- **PROBLEM TO SOLVE**
Beneath this instruction is a listing; write out exactly the line that contains "of the crane" and each line after it to the last.

(SOURCE MATERIAL)

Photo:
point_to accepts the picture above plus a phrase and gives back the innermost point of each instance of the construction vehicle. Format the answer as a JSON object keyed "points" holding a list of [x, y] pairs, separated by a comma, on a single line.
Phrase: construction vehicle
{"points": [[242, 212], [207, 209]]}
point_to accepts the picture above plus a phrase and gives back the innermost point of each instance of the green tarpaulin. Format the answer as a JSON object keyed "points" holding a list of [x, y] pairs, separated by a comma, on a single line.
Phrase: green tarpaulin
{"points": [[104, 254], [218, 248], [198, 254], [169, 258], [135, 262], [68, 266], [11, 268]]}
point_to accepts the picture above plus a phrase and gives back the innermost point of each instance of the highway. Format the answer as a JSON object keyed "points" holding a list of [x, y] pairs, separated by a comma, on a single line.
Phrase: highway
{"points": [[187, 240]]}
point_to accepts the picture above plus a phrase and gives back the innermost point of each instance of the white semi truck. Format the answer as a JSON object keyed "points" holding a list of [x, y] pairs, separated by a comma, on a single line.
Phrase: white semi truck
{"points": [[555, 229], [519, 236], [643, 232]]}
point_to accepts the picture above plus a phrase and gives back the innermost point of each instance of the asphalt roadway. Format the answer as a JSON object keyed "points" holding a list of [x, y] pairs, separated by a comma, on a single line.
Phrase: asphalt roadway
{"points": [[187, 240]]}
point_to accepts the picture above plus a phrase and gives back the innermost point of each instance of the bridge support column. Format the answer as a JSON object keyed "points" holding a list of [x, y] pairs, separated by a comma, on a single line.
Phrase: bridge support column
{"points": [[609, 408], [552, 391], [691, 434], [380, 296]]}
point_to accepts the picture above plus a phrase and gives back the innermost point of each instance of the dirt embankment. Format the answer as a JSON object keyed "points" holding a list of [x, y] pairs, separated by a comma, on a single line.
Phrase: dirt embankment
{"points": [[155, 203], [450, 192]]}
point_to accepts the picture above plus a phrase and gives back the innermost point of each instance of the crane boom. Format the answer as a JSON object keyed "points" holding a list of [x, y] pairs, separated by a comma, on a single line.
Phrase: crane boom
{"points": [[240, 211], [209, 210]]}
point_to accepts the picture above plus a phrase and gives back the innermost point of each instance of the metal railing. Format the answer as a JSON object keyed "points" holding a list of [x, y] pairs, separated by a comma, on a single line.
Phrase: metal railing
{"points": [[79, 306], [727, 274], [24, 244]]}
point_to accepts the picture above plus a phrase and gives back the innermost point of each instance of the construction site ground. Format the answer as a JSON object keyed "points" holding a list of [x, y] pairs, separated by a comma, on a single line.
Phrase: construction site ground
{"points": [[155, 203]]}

(End SOURCE MATERIAL)

- **RESPONSE TO THE TASK**
point_to accepts the picture above plus a phrase and gives back the innermost point of each instance of the crane boom. Format the answer as a JSON object keyed "points" holding a list of [x, y] pairs, separated by a comma, on a single line.
Phrase: crane boom
{"points": [[240, 211], [209, 210]]}
point_to accepts the picture above plus a phrase and gives back the innermost point of each instance of the metal railing. Format the answer as a JSON object keyed "points" holding a list of [x, y] pairs, separated by a comma, on a single line.
Phrase: metal railing
{"points": [[79, 306], [727, 274], [24, 244]]}
point_to accepts the picture above plus a phrase and gives back the innermost point of each instance of the construction site ground. Format the answer as a JSON object keyed "points" holding a list of [x, y] pairs, separated by a comma, on a single line.
Phrase: construction site ground
{"points": [[155, 203]]}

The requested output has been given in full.